## THE TASKS
a – Please reproduce verbatim the part of the passage on NCHAR character sets between "Some string operations" and "database character set.", inclusive.
b – Pick up the passage on NCHAR character sets after its final sentence and keep writing it.

## TEXT SHOWN
>>>>
When using the NCHAR, NVARCHAR2, and NCLOB data types, the width specification can be in terms of bytes or characters depending on the encoding scheme used. If the NCHAR character set uses a variable-width multibyte encoding scheme, the width specification refers to bytes. If the NCHAR character set uses a fixed-width multibyte encoding scheme, the width specification will be in characters. For example, NCHAR(20), using the variable-width multibyte character set JA16EUC, will allocate 20 bytes while NCHAR(20) using the fixed-width multibyte character set JA16EUCFIXED will allocate 40 bytes.

Performance Implications

Some string operations are faster when you choose a fixed-width character set for the national character set. For instance, string-intensive operations such as the SQL LIKE operator used on an NCHAR fixed-width column outperform LIKE operations on a multi-byte CHAR column. A possible usage scenario is as follows:

With a Database Character Set of

JA16EUC

Use an NCHAR Character Set of

JA16EUCFIXED

Recommendations

Because SQL text such as the literals in SQL statements can only be represented by the database character set, and not the NCHAR character set, you should choose an NCHAR character set that either has an equivalent or subset character repertoire of the database character set.
<<<<
## MATERIAL PROVIDED
>>>>
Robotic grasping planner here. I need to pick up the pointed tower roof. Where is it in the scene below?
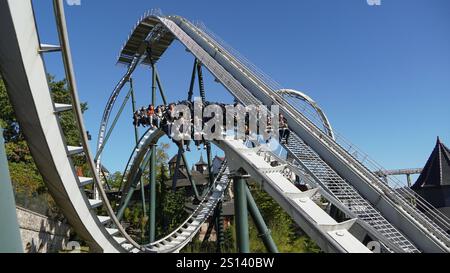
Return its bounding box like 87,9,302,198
169,155,184,167
412,138,450,190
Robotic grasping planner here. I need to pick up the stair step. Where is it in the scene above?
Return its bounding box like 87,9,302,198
89,199,103,209
106,228,119,236
114,237,127,245
67,146,84,156
78,177,94,187
55,103,72,113
39,44,61,53
97,216,111,225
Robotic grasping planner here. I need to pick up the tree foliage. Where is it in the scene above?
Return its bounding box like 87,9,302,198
0,76,87,215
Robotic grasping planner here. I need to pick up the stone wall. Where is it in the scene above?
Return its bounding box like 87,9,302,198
16,207,70,253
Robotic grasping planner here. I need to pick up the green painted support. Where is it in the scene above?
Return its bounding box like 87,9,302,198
149,63,157,243
94,86,133,161
130,78,147,218
233,174,250,253
188,59,198,101
116,149,152,221
181,152,201,200
172,148,183,192
196,63,214,186
0,127,23,253
130,78,139,144
153,69,167,105
216,201,225,253
245,185,278,253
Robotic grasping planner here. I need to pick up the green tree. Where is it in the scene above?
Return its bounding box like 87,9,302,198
0,76,87,215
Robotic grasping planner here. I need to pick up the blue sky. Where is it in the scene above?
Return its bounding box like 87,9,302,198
34,0,450,183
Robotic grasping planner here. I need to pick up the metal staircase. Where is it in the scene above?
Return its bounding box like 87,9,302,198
287,134,419,252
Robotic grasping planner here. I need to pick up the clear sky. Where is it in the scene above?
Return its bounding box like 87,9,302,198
29,0,450,184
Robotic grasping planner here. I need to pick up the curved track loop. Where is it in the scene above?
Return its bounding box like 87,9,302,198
160,16,450,252
276,89,334,139
0,0,448,252
145,162,230,253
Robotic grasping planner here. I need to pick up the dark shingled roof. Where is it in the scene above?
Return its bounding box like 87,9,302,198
412,138,450,190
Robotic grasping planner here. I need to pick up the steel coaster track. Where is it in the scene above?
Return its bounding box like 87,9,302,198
189,15,450,238
161,16,449,251
0,0,446,252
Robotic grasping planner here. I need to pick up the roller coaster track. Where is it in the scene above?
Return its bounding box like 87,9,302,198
0,0,450,252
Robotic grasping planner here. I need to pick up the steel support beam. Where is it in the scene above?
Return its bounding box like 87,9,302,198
245,186,278,253
0,127,23,253
188,58,198,101
149,63,157,243
116,152,152,221
233,174,250,253
181,152,201,200
216,201,225,253
172,148,183,192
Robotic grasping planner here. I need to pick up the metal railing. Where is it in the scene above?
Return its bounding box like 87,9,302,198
183,18,449,245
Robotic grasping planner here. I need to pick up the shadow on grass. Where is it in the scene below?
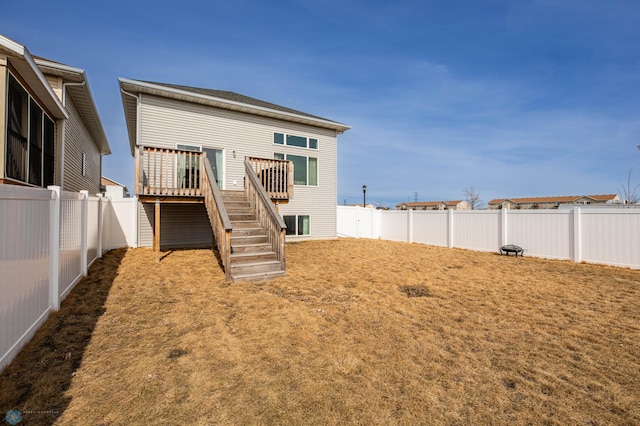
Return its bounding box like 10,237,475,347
0,249,126,424
158,245,224,271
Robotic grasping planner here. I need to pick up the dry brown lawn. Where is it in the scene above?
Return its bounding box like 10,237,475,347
0,239,640,425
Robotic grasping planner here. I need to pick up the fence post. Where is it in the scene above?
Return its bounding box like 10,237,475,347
47,185,60,311
80,190,89,277
498,208,509,248
447,209,454,248
571,207,582,263
97,194,103,259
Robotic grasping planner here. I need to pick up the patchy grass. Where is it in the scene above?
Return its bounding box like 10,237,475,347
0,240,640,425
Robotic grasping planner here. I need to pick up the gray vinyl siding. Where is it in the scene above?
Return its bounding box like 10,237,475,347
139,94,337,239
138,203,212,249
62,97,102,194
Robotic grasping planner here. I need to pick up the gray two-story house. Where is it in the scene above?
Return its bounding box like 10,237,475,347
119,78,349,282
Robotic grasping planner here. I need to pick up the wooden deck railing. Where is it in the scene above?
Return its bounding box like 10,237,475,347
247,157,293,201
202,154,232,280
135,146,204,197
244,159,287,271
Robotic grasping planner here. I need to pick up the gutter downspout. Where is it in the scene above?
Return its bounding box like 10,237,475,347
120,88,140,152
60,81,86,190
120,88,142,247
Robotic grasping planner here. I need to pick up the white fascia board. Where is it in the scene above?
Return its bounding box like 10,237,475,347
118,77,351,133
0,35,69,119
35,59,111,155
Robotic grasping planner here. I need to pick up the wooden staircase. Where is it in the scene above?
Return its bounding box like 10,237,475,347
220,191,285,282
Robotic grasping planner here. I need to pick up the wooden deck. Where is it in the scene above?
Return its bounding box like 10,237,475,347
135,146,293,281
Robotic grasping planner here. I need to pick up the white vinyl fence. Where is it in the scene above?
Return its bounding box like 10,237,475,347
337,206,640,269
0,185,137,370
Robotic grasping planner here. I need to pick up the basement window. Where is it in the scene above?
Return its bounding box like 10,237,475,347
282,215,311,235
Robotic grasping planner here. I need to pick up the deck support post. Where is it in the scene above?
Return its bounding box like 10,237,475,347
153,198,160,261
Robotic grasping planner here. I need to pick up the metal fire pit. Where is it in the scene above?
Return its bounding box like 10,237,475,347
500,244,524,257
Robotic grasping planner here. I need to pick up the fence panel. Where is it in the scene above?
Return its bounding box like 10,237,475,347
407,210,448,247
580,209,640,268
380,211,409,241
103,198,138,250
0,185,51,369
58,191,82,300
453,210,500,251
336,206,359,238
506,210,574,259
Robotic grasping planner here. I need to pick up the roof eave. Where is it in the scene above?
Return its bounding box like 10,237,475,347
0,35,69,119
118,77,351,133
35,59,111,155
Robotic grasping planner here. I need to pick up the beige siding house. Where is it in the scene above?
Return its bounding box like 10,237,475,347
396,200,469,210
487,194,621,210
119,78,349,282
0,36,111,194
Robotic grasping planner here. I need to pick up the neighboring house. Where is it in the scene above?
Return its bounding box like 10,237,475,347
0,35,111,194
488,194,621,210
101,176,130,200
119,78,350,282
396,200,469,210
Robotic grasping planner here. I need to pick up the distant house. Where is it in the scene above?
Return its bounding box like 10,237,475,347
119,78,350,280
396,200,469,210
488,194,621,210
0,35,111,194
101,176,129,200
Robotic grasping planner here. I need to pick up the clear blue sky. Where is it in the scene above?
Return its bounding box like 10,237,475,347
0,0,640,206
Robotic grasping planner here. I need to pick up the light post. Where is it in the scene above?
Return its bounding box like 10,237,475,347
362,185,367,207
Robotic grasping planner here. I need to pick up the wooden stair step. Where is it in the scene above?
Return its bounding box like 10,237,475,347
231,251,278,266
231,271,285,283
231,260,281,277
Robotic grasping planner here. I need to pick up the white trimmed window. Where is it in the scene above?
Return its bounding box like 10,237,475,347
273,152,318,186
273,132,318,149
282,215,311,235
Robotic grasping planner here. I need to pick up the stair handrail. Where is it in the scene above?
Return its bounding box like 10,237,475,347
202,153,233,280
244,159,287,271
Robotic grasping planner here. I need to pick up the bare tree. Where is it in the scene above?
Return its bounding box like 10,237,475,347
462,186,483,210
620,167,640,205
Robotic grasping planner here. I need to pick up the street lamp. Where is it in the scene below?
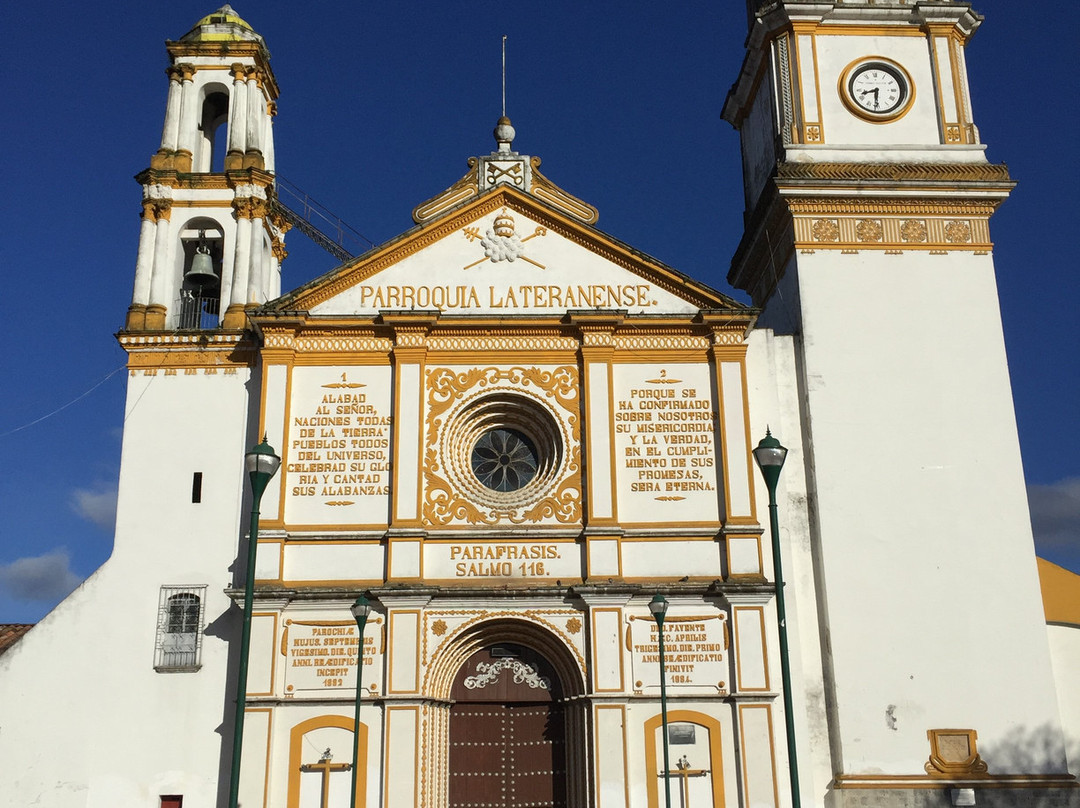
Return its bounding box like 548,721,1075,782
754,428,801,808
649,593,672,808
349,595,372,808
229,435,281,808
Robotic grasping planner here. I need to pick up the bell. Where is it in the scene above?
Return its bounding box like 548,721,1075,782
184,244,217,288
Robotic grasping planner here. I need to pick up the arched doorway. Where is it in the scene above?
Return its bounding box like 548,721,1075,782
448,643,567,808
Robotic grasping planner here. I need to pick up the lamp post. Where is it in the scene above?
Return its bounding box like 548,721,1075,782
229,435,281,808
754,428,801,808
649,593,672,808
349,595,372,808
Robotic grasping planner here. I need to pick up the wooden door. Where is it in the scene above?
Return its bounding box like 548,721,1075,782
449,644,566,808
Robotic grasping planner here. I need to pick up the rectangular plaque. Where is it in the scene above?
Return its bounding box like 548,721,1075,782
612,365,720,523
283,366,391,525
626,614,728,691
280,618,382,698
423,540,581,583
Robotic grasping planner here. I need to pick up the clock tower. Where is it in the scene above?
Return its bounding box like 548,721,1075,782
724,0,1075,806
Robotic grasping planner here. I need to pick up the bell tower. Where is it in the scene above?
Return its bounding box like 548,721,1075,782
724,0,1066,808
125,5,287,332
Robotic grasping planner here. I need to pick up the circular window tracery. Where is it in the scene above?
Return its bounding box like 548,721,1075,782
444,393,564,508
472,427,540,491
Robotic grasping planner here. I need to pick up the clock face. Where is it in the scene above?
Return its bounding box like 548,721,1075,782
847,62,910,116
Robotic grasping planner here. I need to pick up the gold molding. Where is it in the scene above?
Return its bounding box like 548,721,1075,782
777,162,1013,186
832,773,1080,790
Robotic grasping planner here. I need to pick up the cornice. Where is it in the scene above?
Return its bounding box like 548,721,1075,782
135,165,273,190
165,40,280,100
775,162,1015,183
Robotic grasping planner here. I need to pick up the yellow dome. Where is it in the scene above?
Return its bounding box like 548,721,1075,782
180,4,262,42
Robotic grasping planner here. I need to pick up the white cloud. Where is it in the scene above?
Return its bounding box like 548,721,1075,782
71,484,117,534
1027,477,1080,567
0,550,82,603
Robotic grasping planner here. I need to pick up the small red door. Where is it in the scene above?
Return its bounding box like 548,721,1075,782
449,645,566,808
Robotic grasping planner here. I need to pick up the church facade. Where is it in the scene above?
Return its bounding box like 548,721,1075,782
0,0,1080,808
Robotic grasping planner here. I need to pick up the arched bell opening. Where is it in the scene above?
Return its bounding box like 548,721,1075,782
191,84,229,173
427,620,588,808
175,218,225,329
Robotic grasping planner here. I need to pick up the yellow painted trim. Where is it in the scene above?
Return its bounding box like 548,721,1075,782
711,351,734,521
589,606,626,692
1037,558,1080,628
643,710,730,808
247,611,278,696
832,775,1080,790
948,39,974,144
287,715,367,808
280,522,387,533
382,704,419,808
928,31,956,144
731,606,772,692
604,353,619,523
790,30,807,143
386,609,423,695
804,35,825,144
789,21,926,38
739,704,780,806
593,704,630,808
244,706,273,808
613,520,723,533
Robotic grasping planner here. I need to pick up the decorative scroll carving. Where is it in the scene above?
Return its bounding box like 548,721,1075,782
464,658,551,690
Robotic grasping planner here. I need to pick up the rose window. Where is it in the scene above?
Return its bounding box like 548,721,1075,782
471,429,540,491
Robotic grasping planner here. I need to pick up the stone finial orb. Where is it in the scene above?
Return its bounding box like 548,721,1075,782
492,116,517,151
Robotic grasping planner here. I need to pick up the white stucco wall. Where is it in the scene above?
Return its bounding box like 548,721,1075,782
770,251,1061,773
0,369,248,808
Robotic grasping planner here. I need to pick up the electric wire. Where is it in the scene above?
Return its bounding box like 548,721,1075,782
0,362,127,437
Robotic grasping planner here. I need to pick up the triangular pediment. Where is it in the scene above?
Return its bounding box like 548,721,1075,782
262,187,746,319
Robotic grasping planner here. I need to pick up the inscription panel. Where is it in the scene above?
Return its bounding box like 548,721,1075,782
423,540,581,584
612,365,719,524
625,612,728,691
282,366,391,525
279,617,384,699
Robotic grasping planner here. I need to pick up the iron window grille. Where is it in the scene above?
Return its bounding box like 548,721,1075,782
153,585,206,673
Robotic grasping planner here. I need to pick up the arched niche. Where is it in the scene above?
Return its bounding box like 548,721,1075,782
645,710,725,808
422,618,589,808
191,82,229,173
286,715,368,808
173,217,225,329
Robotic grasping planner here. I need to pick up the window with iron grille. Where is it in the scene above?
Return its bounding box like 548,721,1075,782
153,587,206,673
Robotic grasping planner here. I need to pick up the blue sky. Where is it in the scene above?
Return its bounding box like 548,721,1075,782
0,0,1080,622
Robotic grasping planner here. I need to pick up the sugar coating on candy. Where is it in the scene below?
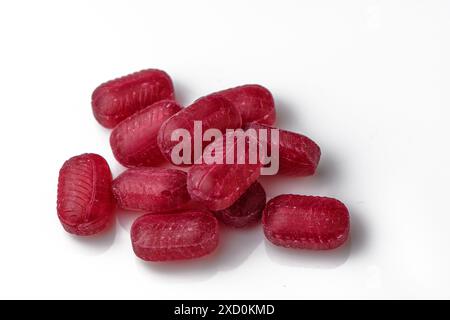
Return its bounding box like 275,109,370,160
57,153,114,236
217,84,276,125
110,100,181,167
92,69,174,128
158,95,242,163
112,167,190,213
131,210,219,261
247,123,321,176
263,195,350,250
214,181,266,228
187,133,261,211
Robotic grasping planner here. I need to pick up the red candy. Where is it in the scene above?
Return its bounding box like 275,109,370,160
92,69,174,128
214,182,266,228
112,167,190,213
57,153,114,236
131,210,219,261
187,134,261,211
110,100,181,167
217,84,276,125
263,195,350,250
158,95,241,163
247,123,321,176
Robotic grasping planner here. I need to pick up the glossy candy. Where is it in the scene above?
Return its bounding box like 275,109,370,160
247,123,321,176
110,100,181,167
158,95,241,163
214,182,266,228
112,167,190,213
216,84,276,125
187,134,261,211
57,153,114,236
131,210,219,261
263,195,350,250
92,69,174,128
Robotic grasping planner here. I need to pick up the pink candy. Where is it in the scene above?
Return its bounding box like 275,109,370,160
112,168,190,213
110,100,181,167
57,69,350,261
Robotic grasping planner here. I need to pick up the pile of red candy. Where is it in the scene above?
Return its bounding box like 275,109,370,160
57,69,350,261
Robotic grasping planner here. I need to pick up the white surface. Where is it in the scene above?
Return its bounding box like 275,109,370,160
0,0,450,299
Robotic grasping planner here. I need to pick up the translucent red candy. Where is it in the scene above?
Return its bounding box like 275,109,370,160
112,167,190,213
187,130,261,211
57,153,114,236
131,210,219,261
110,100,181,167
217,84,276,125
263,195,350,250
247,123,321,176
92,69,174,128
158,95,241,163
214,182,266,228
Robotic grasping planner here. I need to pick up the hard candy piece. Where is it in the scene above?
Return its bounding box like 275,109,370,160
109,100,181,167
187,133,261,211
247,123,321,176
263,194,350,250
214,181,266,228
158,95,241,163
131,210,219,261
92,69,174,128
112,167,190,213
57,153,114,236
217,84,276,125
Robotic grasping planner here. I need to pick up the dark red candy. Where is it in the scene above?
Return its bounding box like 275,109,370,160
112,167,190,213
110,100,181,167
158,95,241,163
131,210,219,261
217,84,276,125
214,182,266,228
263,195,350,250
187,133,261,211
57,153,114,236
92,69,174,128
247,123,321,176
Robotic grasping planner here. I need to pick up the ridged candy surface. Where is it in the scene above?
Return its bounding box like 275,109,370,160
57,153,114,236
247,123,321,176
110,100,181,167
217,84,276,125
158,95,241,163
263,195,350,250
214,181,266,228
131,210,219,261
112,167,190,213
187,134,261,211
92,69,174,128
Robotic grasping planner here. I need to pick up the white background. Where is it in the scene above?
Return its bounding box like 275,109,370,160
0,0,450,299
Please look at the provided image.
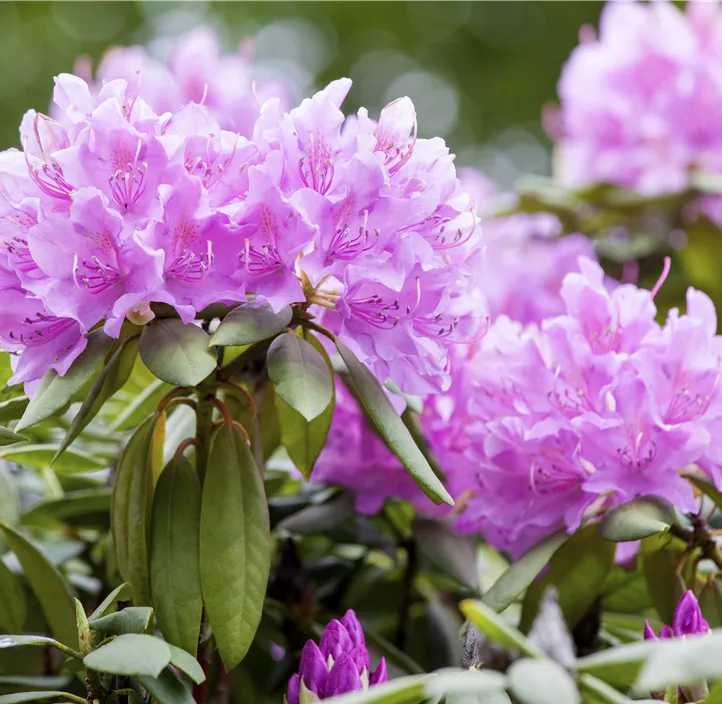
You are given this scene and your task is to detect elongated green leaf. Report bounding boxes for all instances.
[336,340,454,506]
[109,379,172,433]
[482,531,569,612]
[0,523,78,649]
[0,443,108,474]
[140,319,217,386]
[168,643,206,684]
[83,633,170,677]
[111,415,158,606]
[15,330,112,432]
[637,631,722,691]
[211,303,293,346]
[53,336,138,462]
[0,560,27,633]
[266,333,333,421]
[88,584,133,621]
[599,496,675,543]
[0,426,26,446]
[22,487,111,526]
[507,659,581,704]
[136,669,195,704]
[150,456,203,655]
[521,524,616,633]
[88,606,153,636]
[200,425,270,670]
[459,599,543,658]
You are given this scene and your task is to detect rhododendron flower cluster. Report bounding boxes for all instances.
[286,609,388,704]
[0,65,485,393]
[550,0,722,194]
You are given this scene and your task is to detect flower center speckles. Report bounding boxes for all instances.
[327,210,380,261]
[73,254,120,293]
[166,242,213,283]
[2,313,76,349]
[298,132,334,195]
[109,139,148,210]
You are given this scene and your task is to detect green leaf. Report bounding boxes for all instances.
[482,531,569,612]
[22,487,111,527]
[108,379,172,433]
[599,496,675,543]
[211,303,293,346]
[0,443,108,474]
[266,333,333,421]
[53,336,138,462]
[0,426,27,447]
[507,659,581,704]
[111,415,158,606]
[0,690,79,704]
[140,319,217,386]
[168,643,206,684]
[276,330,336,479]
[0,523,78,649]
[136,669,196,704]
[574,640,660,689]
[0,560,28,633]
[15,330,112,432]
[637,631,722,691]
[88,584,133,621]
[641,534,687,623]
[150,455,203,655]
[200,425,271,670]
[336,340,454,506]
[88,606,153,636]
[83,632,170,677]
[579,674,632,704]
[520,524,616,633]
[459,599,544,658]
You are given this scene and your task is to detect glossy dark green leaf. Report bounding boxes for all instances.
[211,303,293,346]
[88,583,133,621]
[111,415,158,606]
[136,669,196,704]
[0,560,27,633]
[0,443,108,474]
[150,455,203,655]
[0,523,78,649]
[520,524,616,632]
[637,631,722,691]
[200,425,270,670]
[140,319,217,386]
[0,426,27,447]
[266,333,333,421]
[53,336,138,462]
[83,633,170,677]
[507,659,581,704]
[336,340,454,506]
[22,487,111,526]
[168,643,206,684]
[16,330,112,432]
[459,599,542,658]
[88,606,153,636]
[482,531,569,612]
[599,496,675,543]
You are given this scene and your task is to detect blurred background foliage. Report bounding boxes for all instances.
[0,0,603,189]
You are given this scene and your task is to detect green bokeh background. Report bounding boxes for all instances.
[0,0,603,188]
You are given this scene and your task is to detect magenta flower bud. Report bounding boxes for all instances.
[298,640,328,696]
[286,672,301,704]
[325,653,364,698]
[321,619,354,662]
[369,658,389,686]
[672,590,709,637]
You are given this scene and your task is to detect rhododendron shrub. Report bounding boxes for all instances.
[5,0,722,704]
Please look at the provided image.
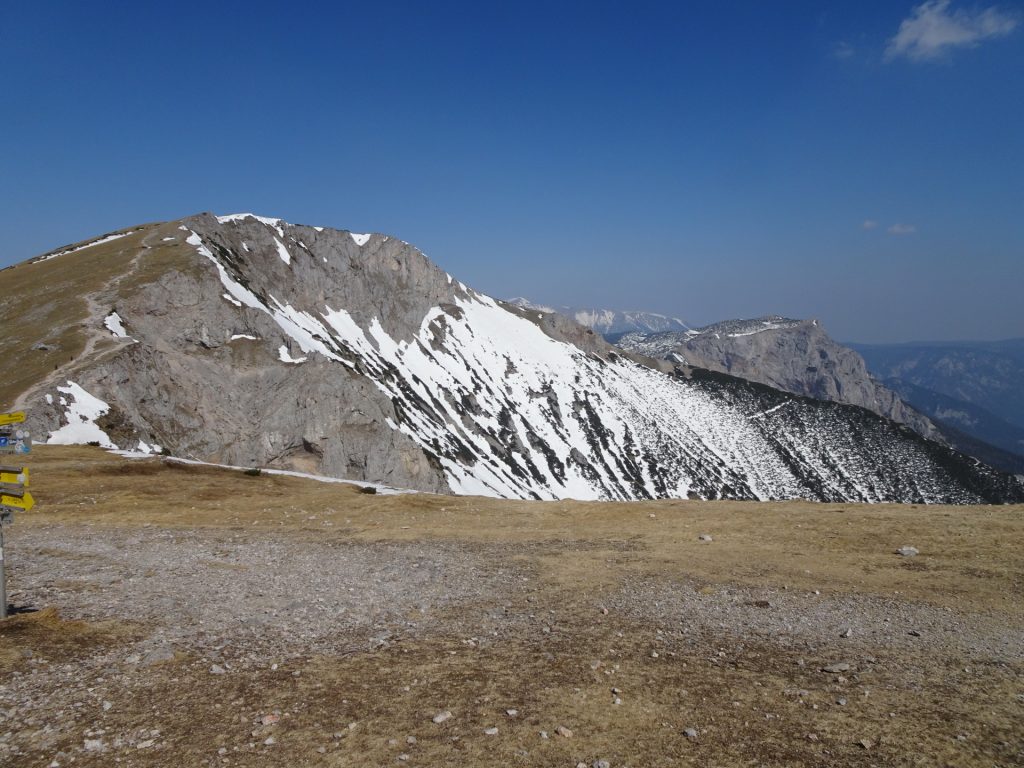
<<<<
## SET OF ANSWERS
a –
Some string operations are faster when you choose a fixed-width character set for the national character set. For instance, string-intensive operations such as the SQL LIKE operator used on an NCHAR fixed-width column outperform LIKE operations on a multi-byte CHAR column. A possible usage scenario is as follows:

With a Database Character Set of

JA16EUC

Use an NCHAR Character Set of

JA16EUCFIXED

Recommendations

Because SQL text such as the literals in SQL statements can only be represented by the database character set, and not the NCHAR character set, you should choose an NCHAR character set that either has an equivalent or subset character repertoire of the database character set.

b –
Considerations for Different Encoding Schemes

Keep the following points in mind when dealing with encoding schemes.

Be Careful when Mixing Fixed-Width and Varying-Width Character Sets

Because fixed-width multi-byte character sets are measured in characters, and varying-width character sets are measured in bytes, be careful if you use a fixed-width multi-byte character set as your national character set on one platform and a varying-width character set on another platform.

As an example, if you use %TYPE or a named type to declare an item on one platform using the declaration information of an item from the other platform, you might receive a constraint limit too small to support the data. So, for example, "NCHAR (10)" on the platform using the fixed-width multi-byte set allocates enough space for 10 characters, but if %TYPE or the use of a named type creates a correspondingly typed item on the other platform, it allocates only 10 bytes. Usually, this is not enough for 10 characters. To be safe:

Do not mix fixed-width multi-byte and varying-width character sets as the national character set on different platforms.
If you do mix fixed-width multi-byte and varying-width character sets as the national character set on different platforms, use varying-length type declarations with relatively large constraint values.

Storing Data in Multi-Byte Character Sets

Width specifications of the character datatypes CHAR and VARCHAR2 refer to bytes, not characters. Hence, the specification CHAR(20) in a table definition allows 20 bytes for storing character data.

If the database character set is single byte, and that character set includes only composite characters, the number of characters and the number of bytes are the same. If the database character set is multi-byte, in general, there is no such correspondence. A character can consist of one or more bytes, depending on the specific multi-byte encoding scheme and whether shift-in/shift-out control codes are present. Hence, column widths must be chosen with care to allow for the maximum possible number of bytes for a given number of characters.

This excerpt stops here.